| Work to do |
Reproduce the records below word for word, keeping every line in its original order.

| Entries |
***

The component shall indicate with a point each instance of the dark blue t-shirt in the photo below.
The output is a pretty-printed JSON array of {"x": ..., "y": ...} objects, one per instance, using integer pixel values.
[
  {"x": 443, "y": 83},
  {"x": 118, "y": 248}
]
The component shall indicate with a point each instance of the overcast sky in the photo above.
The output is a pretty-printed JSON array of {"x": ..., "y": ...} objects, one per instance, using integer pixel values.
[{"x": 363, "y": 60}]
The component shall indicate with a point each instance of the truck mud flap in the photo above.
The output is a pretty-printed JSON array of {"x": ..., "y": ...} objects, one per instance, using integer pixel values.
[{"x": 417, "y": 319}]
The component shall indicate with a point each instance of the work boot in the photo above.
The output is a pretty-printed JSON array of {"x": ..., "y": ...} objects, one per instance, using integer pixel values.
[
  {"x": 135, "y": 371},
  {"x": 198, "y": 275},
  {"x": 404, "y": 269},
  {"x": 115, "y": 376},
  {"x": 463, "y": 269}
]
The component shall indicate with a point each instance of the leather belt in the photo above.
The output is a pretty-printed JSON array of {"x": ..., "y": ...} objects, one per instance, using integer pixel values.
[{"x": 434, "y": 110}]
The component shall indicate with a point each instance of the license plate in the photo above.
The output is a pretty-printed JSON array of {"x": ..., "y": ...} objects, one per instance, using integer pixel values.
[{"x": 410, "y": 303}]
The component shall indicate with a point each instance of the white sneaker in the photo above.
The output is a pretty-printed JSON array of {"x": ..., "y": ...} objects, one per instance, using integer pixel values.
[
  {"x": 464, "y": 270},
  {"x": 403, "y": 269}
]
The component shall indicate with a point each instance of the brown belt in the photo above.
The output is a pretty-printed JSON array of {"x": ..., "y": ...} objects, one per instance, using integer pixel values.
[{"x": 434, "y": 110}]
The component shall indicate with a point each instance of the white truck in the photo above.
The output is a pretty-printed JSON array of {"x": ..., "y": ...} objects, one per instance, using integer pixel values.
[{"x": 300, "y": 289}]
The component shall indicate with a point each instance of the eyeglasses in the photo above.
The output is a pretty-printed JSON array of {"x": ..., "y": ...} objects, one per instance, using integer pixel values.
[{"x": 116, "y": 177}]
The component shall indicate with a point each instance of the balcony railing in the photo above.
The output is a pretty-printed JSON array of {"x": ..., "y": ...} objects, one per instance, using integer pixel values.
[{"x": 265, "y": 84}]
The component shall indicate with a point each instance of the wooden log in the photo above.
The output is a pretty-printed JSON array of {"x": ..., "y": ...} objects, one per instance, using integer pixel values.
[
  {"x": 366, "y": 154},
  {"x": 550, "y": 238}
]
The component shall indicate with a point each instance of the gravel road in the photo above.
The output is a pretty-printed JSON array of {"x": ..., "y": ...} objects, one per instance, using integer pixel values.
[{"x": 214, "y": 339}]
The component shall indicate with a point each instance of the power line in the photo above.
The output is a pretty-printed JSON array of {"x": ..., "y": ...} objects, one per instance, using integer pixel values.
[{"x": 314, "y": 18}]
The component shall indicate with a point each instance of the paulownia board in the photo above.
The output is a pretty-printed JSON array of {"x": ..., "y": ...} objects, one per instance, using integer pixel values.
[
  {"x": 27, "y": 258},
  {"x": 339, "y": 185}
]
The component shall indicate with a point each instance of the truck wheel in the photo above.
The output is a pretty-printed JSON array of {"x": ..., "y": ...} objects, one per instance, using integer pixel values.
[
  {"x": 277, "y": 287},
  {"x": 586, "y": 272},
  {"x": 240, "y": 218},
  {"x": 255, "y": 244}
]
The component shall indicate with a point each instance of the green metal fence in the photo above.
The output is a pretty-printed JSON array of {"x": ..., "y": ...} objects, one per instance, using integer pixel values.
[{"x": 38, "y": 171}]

***

| Written reply |
The component shall indicate with a point each instance of the dark blue t-shirt in the photo below.
The output is a pretty-printed JSON array of {"x": ..., "y": ...} objects, one per instance, using integer pixel values.
[
  {"x": 443, "y": 83},
  {"x": 118, "y": 248}
]
The component shall indicate with a point each instance of the overcast sky in the photo above.
The output is a pretty-printed JSON array of {"x": ..., "y": ...} objects, one per instance, using integer pixel values.
[{"x": 363, "y": 60}]
The component shall indicate with a point each instance of the truck mud flap in the photo above.
The output is a pretty-printed JSON array of {"x": ..., "y": ...} objects, one per instance, using integer pixel values.
[{"x": 417, "y": 319}]
The component shall indicate with a point each instance of the work boot in the photo above.
The output is a pretty-printed JSON array of {"x": ..., "y": ...} objects, one per instance, using integer pixel values.
[
  {"x": 135, "y": 371},
  {"x": 198, "y": 275},
  {"x": 404, "y": 269},
  {"x": 115, "y": 376},
  {"x": 463, "y": 269}
]
The component shall indicate with a point each instance of the leather belt in the photo above.
The output is a pretty-printed JSON array of {"x": ..., "y": ...} objects, one per instance, using integer pixel values.
[{"x": 434, "y": 110}]
The component shall indicate with a point each instance of the license plate in the photo above.
The output is a pretty-printed JSON array of {"x": ..., "y": ...} objects, one per instance, using integer pixel values.
[{"x": 410, "y": 303}]
The component shall indicate with a point each instance of the white sneaker in the photo above.
The output is a pretty-printed JSON array of {"x": ..., "y": ...} objects, one per instance, using integer pixel values.
[
  {"x": 464, "y": 270},
  {"x": 403, "y": 269}
]
The component shall indicate with a point each instance of the brown belt in the photo above.
The output is a pretty-printed JSON array of {"x": ..., "y": ...} objects, one per instance, using integer pixel values.
[{"x": 434, "y": 110}]
The component shall indicate with a point each instance of the white truck in the photo above.
The output is a pretty-printed JSON array of {"x": ..., "y": ...} objects, one per instance, using integer pixel values.
[{"x": 300, "y": 289}]
The component shall indicate with a point each instance of the eyeglasses in the photo above.
The output is a pretty-printed JSON array of {"x": ..., "y": ...} objects, one per instance, using integer pixel values.
[{"x": 116, "y": 177}]
The component shall indicate with a point each instance of the balcony railing in the photo above.
The output is a pretty-printed JSON array of {"x": ..., "y": ...} objects, one per instance, using integer pixel values.
[{"x": 265, "y": 84}]
The component shall indicate with a point each instance of the wooden log in the photo above.
The output is a pretty-printed JSON array of {"x": ..., "y": ...} objects, one per instance, using integer pixel values.
[
  {"x": 366, "y": 154},
  {"x": 550, "y": 238}
]
The component shall indicate with a point each instance of the gravel road in the photo above.
The output is a pretty-printed JSON array of {"x": ..., "y": ...} objects, one per instance, using integer pixel values.
[{"x": 214, "y": 339}]
The component shall indicate with a point each instance of the power line in the photo above.
The output is a pretty-printed JSON array of {"x": ..., "y": ...} objects, one per instance, using integer pixel values.
[{"x": 314, "y": 18}]
The component shall indicate with a point each instance of the paulownia board in the photo above.
The output is a pretty-printed JSON array of {"x": ..., "y": ...} objects, one per instance, using integer pixel values.
[
  {"x": 27, "y": 258},
  {"x": 339, "y": 185}
]
The component shall indicate with a point each instance of the truck wheel in the photo above.
The output is a pretty-printed JSON array of {"x": ..., "y": ...} objects, one per instance, using integer pixel values.
[
  {"x": 277, "y": 287},
  {"x": 586, "y": 272},
  {"x": 240, "y": 218},
  {"x": 255, "y": 244}
]
The component shall indicate with a point each instance of the green metal fence in the photo above.
The output is a pretty-printed JSON array of {"x": ..., "y": ...} objects, one per instance, using integer pixel values.
[{"x": 38, "y": 171}]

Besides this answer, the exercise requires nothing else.